» Obiettivo dell'esercizio
Trascrivi senza modifiche il passo dell'articolo su Zelensky e i negoziati che parte da "Trump, aggiunge oggi" e prosegue fino a "piacevole'', ha ribadito.", incluso.

» Testo fornito
L'Ucraina non intende assistere passivamente al negoziato tra Donald Trump e Vladimir Putin. Il presidente ucraino Volodymyr Zelensky reclama un ruolo di primo piano al tavolo. ''Non è stato bello'' che il presidente americano Trump abbia avuto un colloquio telefonico con il leader del Cremlino anticipando Zelensky e relegando il presidente ucraino in seconda fila.

Trump, aggiunge oggi Zelensky, aveva assicurato che ''voleva parlare contemporaneamente con i due presidenti. In ogni caso non è stato piacevole'', ha ribadito.

I paletti di Zelensky

"Come paese indipendente semplicemente non possiamo accettare accordi raggiunti senza di noi. E lo dico chiaramente ai nostri partner: non accetteremo nessun negoziato bilaterale sull'Ucraina senza la nostra partecipazione", ha affermato, evidenziando che colloqui con la Russia dovrebbero avvenire solo dopo la definizione di "un piano per fermare Putin".

"Non fidatevi di Putin"

"Ho anche messo in guardia i leader mondiali dal fidarsi delle affermazioni di Putin sulla sua volontà a porre fine alla guerra", ha scritto poi in un post su X il presidente ucraino, che riferisce di un colloquio con il premier polacco, Donald Tusk.

"Abbiamo parlato delle condizioni necessarie per una pace duratura e reale in Ucraina e concordato che nessun negoziato con Putin può iniziare senza una posizione unita di Ucraina, Europa e Stati Uniti", osserva, dopo il colloquio telefonico di ieri con il presidente americano.

» Dati grezzi

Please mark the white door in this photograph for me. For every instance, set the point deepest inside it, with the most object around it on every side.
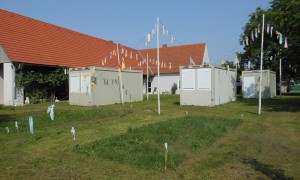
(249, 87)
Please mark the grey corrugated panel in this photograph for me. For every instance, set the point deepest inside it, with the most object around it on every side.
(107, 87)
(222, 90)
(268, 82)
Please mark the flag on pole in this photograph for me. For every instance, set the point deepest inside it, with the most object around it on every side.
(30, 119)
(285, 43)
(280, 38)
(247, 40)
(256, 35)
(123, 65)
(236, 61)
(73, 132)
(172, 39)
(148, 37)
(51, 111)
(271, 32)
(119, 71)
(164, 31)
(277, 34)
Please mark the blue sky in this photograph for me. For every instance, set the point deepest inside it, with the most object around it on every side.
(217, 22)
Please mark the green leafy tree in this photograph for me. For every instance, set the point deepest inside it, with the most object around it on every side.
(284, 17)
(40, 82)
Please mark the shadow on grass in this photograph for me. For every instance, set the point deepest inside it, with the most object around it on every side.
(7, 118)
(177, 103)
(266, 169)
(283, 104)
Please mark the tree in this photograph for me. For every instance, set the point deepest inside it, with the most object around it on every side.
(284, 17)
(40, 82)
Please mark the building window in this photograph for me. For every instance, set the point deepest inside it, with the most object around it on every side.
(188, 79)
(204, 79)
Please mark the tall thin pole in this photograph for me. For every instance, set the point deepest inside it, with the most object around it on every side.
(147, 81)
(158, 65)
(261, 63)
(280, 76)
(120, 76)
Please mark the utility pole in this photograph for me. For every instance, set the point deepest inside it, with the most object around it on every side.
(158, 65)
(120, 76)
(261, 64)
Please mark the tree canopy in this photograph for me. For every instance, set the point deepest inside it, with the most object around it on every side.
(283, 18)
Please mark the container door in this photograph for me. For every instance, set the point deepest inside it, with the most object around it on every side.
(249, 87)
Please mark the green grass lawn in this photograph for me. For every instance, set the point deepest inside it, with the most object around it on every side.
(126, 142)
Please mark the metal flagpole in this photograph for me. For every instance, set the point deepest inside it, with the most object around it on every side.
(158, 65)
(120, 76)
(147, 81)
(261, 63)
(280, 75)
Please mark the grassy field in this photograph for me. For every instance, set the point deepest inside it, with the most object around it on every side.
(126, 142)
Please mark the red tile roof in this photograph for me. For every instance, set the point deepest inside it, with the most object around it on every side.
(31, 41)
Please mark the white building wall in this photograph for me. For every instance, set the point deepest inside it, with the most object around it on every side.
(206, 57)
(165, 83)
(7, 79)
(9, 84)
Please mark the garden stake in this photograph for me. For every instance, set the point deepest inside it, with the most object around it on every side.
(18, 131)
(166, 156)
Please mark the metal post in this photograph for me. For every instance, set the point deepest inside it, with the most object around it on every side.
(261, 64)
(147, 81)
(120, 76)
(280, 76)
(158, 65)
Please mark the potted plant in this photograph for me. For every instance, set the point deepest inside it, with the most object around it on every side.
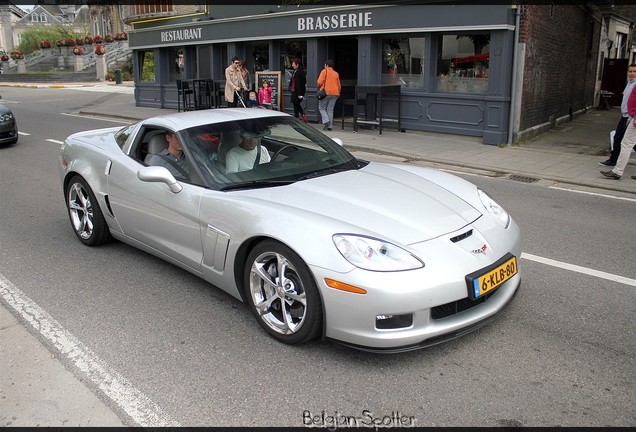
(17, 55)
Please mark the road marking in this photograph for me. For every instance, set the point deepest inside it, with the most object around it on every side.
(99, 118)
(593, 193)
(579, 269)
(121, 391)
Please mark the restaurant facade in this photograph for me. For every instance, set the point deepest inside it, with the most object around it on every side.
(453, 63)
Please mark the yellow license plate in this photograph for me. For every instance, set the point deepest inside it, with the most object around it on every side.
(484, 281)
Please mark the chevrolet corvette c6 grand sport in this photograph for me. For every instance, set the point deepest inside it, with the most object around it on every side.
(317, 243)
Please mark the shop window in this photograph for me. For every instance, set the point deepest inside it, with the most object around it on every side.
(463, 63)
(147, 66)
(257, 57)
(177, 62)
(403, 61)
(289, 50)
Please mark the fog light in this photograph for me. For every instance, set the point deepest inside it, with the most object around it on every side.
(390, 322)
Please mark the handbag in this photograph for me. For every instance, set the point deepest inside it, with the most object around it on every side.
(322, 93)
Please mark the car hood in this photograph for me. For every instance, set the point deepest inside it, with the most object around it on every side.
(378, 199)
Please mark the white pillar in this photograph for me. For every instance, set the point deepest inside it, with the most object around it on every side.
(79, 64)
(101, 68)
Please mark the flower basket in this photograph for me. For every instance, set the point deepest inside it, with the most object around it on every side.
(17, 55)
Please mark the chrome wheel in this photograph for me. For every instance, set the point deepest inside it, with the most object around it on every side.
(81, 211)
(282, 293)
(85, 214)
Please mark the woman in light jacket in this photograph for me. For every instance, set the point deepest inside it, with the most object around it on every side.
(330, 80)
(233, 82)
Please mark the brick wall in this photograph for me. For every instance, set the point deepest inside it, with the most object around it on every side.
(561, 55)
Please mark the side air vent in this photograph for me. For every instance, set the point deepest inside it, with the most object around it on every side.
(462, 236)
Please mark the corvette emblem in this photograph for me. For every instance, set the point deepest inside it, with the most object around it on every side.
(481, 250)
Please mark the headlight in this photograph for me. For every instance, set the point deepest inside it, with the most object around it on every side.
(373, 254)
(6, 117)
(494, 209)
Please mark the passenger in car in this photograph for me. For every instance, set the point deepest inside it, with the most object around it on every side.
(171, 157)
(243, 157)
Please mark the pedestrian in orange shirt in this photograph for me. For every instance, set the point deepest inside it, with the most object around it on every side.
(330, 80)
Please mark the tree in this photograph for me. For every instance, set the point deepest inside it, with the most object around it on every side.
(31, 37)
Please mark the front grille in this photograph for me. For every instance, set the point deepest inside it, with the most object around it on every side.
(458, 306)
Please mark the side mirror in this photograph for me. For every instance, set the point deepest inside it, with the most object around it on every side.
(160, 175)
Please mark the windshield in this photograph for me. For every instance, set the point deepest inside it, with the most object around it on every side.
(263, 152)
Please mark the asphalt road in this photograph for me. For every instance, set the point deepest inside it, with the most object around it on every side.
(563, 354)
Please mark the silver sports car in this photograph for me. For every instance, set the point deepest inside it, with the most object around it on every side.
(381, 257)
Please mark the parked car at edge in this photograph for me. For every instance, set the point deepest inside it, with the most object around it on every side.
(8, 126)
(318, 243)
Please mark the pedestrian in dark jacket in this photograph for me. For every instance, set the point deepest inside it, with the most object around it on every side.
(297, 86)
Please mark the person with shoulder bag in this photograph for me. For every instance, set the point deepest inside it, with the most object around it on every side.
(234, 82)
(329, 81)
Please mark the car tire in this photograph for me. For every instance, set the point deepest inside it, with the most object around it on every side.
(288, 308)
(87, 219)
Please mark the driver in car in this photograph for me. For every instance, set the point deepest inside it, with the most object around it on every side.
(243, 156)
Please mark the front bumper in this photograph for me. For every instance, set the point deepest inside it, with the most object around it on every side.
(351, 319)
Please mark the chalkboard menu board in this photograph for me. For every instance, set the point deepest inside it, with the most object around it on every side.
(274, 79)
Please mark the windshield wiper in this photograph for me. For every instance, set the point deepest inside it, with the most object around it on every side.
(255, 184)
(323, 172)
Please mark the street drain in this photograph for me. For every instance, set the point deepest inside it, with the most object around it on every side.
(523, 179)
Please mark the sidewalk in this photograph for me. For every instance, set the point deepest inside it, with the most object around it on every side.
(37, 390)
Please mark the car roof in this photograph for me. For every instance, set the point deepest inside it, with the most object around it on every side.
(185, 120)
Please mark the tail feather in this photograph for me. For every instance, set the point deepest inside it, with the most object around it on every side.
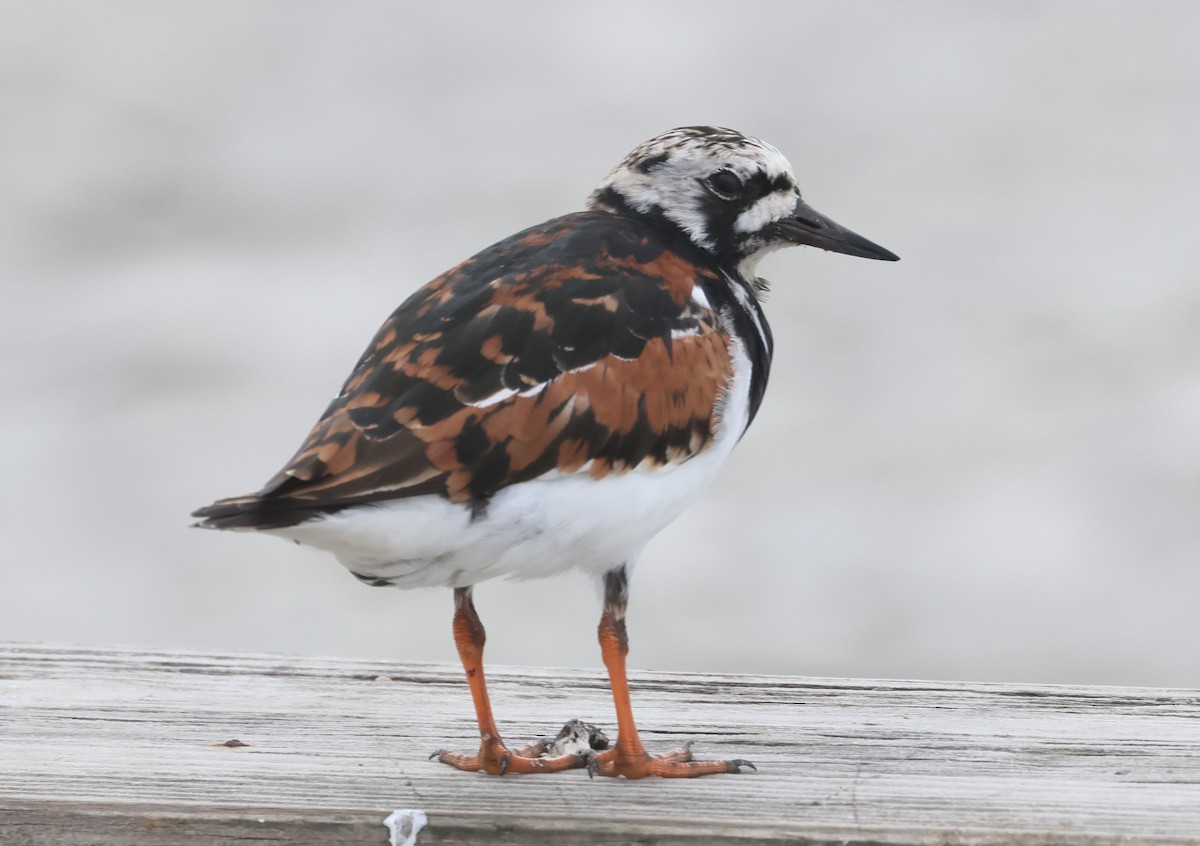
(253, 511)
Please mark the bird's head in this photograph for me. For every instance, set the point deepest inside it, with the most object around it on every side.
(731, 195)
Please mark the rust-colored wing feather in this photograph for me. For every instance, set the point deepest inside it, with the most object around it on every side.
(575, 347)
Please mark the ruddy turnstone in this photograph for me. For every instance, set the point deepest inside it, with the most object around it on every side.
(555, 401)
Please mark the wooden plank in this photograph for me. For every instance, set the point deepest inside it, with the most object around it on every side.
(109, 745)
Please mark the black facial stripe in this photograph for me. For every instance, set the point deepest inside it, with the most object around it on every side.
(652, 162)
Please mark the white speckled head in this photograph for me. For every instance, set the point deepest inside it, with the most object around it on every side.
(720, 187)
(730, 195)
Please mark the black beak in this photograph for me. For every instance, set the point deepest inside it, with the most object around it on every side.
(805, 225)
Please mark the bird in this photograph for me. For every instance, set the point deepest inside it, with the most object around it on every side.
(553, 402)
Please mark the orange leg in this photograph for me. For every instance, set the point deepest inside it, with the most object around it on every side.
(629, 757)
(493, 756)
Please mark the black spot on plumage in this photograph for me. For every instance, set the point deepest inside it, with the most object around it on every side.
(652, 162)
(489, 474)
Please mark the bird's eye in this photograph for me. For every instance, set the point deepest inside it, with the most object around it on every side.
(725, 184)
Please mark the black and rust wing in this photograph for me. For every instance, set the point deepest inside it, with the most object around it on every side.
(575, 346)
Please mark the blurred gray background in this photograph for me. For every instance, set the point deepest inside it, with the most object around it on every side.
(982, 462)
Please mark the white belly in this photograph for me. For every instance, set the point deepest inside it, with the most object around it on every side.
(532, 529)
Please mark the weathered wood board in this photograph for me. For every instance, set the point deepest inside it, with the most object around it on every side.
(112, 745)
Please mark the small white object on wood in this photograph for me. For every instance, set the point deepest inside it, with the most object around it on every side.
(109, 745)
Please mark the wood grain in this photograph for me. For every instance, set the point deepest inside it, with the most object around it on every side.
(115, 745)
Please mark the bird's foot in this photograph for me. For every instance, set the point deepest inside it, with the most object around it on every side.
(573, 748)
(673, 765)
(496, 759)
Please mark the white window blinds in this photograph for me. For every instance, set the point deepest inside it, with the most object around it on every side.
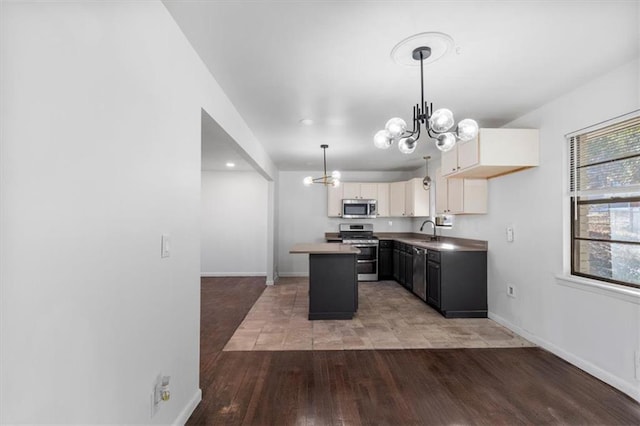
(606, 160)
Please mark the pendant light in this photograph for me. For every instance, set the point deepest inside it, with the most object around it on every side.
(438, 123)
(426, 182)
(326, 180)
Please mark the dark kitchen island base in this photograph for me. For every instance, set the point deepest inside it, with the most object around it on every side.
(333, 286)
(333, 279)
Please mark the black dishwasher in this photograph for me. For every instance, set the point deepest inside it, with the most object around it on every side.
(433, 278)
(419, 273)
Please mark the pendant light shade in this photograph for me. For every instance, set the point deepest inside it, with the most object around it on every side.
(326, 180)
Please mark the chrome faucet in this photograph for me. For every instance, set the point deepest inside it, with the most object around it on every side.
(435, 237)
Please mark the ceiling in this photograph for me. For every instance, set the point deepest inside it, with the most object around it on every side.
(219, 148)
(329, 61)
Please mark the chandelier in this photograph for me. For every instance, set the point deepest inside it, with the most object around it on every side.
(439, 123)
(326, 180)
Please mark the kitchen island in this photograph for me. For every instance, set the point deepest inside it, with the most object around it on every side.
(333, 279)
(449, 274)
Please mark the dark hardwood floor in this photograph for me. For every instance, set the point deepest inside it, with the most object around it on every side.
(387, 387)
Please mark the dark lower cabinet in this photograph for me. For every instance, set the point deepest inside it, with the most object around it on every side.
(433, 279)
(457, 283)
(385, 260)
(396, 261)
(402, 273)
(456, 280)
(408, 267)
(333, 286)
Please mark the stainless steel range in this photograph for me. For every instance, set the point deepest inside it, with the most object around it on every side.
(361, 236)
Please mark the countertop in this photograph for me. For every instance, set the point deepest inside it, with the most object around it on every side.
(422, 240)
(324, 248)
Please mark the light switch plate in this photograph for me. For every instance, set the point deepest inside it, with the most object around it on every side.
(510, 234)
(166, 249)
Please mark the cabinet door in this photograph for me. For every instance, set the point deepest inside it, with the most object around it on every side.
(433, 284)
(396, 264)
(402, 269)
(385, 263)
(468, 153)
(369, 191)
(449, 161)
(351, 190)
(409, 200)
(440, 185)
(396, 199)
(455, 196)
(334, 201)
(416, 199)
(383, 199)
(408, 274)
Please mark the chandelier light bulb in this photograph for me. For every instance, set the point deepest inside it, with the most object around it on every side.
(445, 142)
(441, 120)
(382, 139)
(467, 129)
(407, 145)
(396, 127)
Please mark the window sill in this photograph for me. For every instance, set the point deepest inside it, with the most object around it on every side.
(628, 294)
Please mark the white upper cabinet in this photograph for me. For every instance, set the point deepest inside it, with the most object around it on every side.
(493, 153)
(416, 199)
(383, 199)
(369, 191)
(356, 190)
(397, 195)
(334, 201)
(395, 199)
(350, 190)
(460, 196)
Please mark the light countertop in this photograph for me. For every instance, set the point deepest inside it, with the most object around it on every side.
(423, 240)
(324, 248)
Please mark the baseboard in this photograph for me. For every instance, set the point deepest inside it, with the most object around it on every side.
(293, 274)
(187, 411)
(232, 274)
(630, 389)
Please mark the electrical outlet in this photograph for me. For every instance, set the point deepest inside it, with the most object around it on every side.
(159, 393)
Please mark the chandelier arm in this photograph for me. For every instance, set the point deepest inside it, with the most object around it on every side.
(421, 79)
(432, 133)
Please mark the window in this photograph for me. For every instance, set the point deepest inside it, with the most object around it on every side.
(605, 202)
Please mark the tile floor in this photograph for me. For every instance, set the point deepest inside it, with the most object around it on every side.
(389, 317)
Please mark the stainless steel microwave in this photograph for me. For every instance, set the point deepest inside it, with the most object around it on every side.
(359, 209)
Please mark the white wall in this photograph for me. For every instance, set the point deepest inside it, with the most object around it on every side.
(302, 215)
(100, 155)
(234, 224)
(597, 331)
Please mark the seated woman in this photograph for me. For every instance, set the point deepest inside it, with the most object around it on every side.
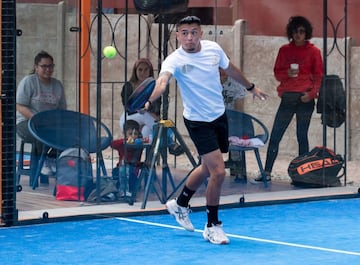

» Risposta all'esercizio
Trump, aggiunge oggi Zelensky, aveva assicurato che ''voleva parlare contemporaneamente con i due presidenti. In ogni caso non è stato piacevole'', ha ribadito.